* _MATERIAL_
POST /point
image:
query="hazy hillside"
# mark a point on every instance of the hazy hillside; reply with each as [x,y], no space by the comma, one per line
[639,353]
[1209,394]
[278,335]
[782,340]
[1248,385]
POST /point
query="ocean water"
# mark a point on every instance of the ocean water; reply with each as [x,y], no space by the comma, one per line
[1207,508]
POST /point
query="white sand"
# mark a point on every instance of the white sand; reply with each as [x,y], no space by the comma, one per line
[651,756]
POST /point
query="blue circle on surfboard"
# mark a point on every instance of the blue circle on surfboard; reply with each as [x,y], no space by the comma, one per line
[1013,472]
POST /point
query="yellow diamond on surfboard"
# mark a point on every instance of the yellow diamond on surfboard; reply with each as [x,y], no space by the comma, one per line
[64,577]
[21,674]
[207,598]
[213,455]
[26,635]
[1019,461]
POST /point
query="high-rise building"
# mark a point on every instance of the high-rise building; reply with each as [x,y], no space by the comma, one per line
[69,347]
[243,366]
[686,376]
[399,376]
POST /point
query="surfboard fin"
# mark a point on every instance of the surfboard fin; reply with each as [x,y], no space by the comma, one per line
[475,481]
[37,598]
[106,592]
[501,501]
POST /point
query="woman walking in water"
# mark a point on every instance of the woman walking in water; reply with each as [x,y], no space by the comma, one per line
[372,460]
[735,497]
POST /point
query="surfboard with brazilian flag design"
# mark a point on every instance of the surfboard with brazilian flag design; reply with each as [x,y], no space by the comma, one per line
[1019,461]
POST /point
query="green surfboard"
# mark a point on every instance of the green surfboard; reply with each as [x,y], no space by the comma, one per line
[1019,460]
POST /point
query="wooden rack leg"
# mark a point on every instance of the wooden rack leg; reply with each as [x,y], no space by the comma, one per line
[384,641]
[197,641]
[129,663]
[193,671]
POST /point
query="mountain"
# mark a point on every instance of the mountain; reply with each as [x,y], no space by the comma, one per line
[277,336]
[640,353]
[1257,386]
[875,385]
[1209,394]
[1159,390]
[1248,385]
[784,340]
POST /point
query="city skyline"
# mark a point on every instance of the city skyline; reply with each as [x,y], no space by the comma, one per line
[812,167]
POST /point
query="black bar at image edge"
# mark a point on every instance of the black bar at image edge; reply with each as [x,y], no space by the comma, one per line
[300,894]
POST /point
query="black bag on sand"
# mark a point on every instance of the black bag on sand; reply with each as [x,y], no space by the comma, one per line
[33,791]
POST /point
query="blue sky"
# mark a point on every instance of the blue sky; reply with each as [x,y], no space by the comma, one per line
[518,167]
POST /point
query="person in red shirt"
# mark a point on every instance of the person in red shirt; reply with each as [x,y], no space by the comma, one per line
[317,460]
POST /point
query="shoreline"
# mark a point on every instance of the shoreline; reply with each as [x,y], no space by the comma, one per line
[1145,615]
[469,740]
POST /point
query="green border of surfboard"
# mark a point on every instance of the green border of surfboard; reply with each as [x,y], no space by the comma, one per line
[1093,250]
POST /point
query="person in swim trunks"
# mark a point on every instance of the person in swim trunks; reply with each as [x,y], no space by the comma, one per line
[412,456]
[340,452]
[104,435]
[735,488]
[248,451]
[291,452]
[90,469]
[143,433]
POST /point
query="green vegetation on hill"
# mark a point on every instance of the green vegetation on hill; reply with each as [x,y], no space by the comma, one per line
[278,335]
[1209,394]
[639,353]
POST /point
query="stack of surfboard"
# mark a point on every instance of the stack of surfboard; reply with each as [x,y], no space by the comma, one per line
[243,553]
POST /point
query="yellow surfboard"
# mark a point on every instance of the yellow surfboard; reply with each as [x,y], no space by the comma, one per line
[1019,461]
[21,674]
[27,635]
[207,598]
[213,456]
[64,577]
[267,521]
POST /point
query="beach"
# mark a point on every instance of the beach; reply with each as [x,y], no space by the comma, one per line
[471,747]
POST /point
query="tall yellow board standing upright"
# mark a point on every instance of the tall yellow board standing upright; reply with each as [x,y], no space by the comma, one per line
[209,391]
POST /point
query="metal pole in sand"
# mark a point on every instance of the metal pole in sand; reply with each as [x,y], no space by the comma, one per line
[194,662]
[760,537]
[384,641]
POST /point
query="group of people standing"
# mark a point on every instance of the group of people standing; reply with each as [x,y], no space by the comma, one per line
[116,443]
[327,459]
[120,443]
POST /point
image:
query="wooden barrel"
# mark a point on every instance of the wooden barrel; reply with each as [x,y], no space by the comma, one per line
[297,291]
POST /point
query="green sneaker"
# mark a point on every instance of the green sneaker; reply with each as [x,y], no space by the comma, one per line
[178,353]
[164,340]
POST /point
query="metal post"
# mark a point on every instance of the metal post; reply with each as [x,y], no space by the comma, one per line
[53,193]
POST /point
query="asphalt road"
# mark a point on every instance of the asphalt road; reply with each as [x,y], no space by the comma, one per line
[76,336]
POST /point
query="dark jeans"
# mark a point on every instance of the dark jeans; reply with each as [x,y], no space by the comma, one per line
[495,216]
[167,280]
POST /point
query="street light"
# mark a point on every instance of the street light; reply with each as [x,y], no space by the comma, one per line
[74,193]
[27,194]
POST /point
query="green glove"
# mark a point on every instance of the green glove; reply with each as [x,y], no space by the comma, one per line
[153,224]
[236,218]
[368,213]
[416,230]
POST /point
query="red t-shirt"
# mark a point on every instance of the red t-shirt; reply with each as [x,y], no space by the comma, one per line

* _WHAT TO PRODUCE_
Above are some records. Print them all exactly.

* _ANSWER FOR THIS EXERCISE_
POST /point
image:
query="hazy hillside"
# mark a point on every instance of the hazy hillside; reply with each as [x,y], no space by the comma, one per line
[639,353]
[1209,394]
[278,335]
[782,340]
[1248,385]
POST /point
query="ocean water"
# mark a point on every instance of the ocean water; reply with each as [x,y], no space by the comma, one per line
[1207,508]
POST /point
query="white sand"
# mark a point on every instance of the white sand; reply with each as [x,y], no space by the comma, one per line
[651,756]
POST /point
query="blue circle on surfboard"
# mark a point on every instance of the blue circle on surfboard; reply with each as [x,y], no space by the comma, one per line
[1013,472]
POST /point
query="yellow diamond on surfboard"
# mark a point on every instance of the yellow diamond on surfboard; reply with each as [x,y], no space by the comma, one per line
[64,577]
[21,674]
[207,598]
[213,455]
[26,635]
[1019,461]
POST /point
query="high-rise building"
# mark a point on every instance of the high-rise building; reply with each as [x,y], no space by the comma, one per line
[69,347]
[243,366]
[686,376]
[399,376]
POST /point
query="surfboard fin"
# mark a point on every instance of the surfboard fin; reply with each as [x,y], no space by the comma, one per line
[475,481]
[37,598]
[106,592]
[501,501]
POST /point
query="woman walking in water"
# mark a point on every instance of the woman walking in water; reply with each as [x,y], no space by the comma, one per line
[372,460]
[735,497]
POST /point
query="surfboard with brazilian flag design"
# mark a point on every instance of the surfboard with brazilian flag design; reply with each as [x,y], no space by the comma, one per line
[1019,461]
POST /point
query="green surfboard"
# mark a point on every instance of the green surfboard; reply with each as [x,y], no space by the comma, one per line
[1019,460]
POST /point
query="wooden rack leg"
# mark a point on every instance of the wooden rack leg; reply with each as [x,y], no space by the comma, one per line
[384,641]
[197,641]
[129,663]
[193,671]
POST /point
query="mountain"
# mark a point on every instance of the mountain; reply with each as [x,y], no space by the comma, one per line
[277,336]
[640,353]
[1257,386]
[875,385]
[1209,394]
[1159,390]
[1248,385]
[784,340]
POST /point
query="city skyline"
# mark a point on every instance of the city skyline; reply with each as [x,y], no space by the comma, one per line
[812,167]
POST /point
query="black bar at image edge"
# mark a point on every instance of the black bar at image edge; reply with each as [x,y], no space by the comma, one per line
[300,894]
POST /point
query="black bag on sand"
# mark a point on every instance of the black bag on sand; reply with each as [x,y], no space by the comma, one per line
[33,791]
POST /point
query="blue sky"
# mark a point on every instance of the blue sky; reply with each as [x,y], no space by the comma, one per line
[518,167]
POST /point
query="person in red shirt"
# mark a point on every instance of the person in red shirt; reply with each as [x,y], no space by the comma, one per line
[317,460]
POST /point
query="shoreline"
# mark a point on every instance of the shoreline; reply with each as [x,y], no space by the comma, one per line
[1145,615]
[469,740]
POST /point
query="green border of surfboard"
# mark a point on every instance of the green border of surfboard; reply with each as [x,y], no space by the comma, one per line
[1093,250]
POST /point
query="person in swim trunks"
# mark a point on every instance of the person in swim trunks; reply with each as [x,y], no space by the comma, one per line
[412,456]
[340,452]
[104,435]
[735,488]
[248,451]
[291,452]
[90,469]
[143,433]
POST /point
query="green vegetation on hill"
# mark a point on every instance of the green vegetation on hill; reply with each as [x,y], no space by the comma, one per line
[278,335]
[1209,394]
[639,353]
POST /point
query="stack of surfboard"
# mark a point on every instance of the stack of surfboard; reply with each as [x,y], no space by the comma, one per line
[243,553]
POST /point
query="yellow surfboard"
# mark a point on every instance of the yellow surfboard; reply with each as [x,y], no space by the comma, one per line
[1019,461]
[21,674]
[27,635]
[207,598]
[213,456]
[64,577]
[267,521]
POST /point
query="beach"
# mark a point on every instance of the beach; reply with each as [x,y], no space by the comma, one per line
[471,747]
POST /point
query="tall yellow board standing upright"
# mark a point on every instance of the tall yellow board standing upright; reply with each as [x,y], no space by the comma, one per line
[209,391]
POST /point
query="metal pole in sand"
# mark a point on every instance of the metal pole in sand; reply with each as [x,y], no space by the comma, one per line
[194,662]
[760,537]
[384,641]
POST /point
query="group of people standing"
# mark a point on every instance of the group of people standing; reply with each as [x,y], no space by the comma, one per line
[116,443]
[327,459]
[120,443]
POST /point
image:
query="wooden barrel"
# mark a point on every instance of the wooden barrel; reply with each as [x,y], no space by the comma, one per line
[297,291]
POST /point
query="green sneaker"
# mark a point on every instance of the green sneaker; reply with each as [x,y], no space by the comma, one per line
[178,353]
[164,340]
POST /point
query="metal post"
# mark a point on every instance of the metal post; reply with each as [x,y], no space by the comma, one per line
[53,193]
POST /point
query="asphalt road"
# mark a point on every instance of the asphalt road; reply with each as [x,y], no space by the comma, one per line
[76,336]
POST /point
query="dark jeans"
# mark a point on every instance of the dark jeans; reply with each as [x,y], no space by the comma, one per line
[495,216]
[167,280]
POST /point
query="street light"
# mark a point on every instance of the street light; reply with each as [x,y], no space by the comma, one per line
[74,193]
[27,194]
POST /point
query="green glove"
# mark a point on every instance of the green glove; reply with each as [x,y], no space by the comma, one per line
[153,224]
[236,218]
[368,213]
[416,230]
POST /point
query="red t-shirt"
# mark a point on every instance of the red t-shirt; reply with each as [x,y], no space by the comma, one per line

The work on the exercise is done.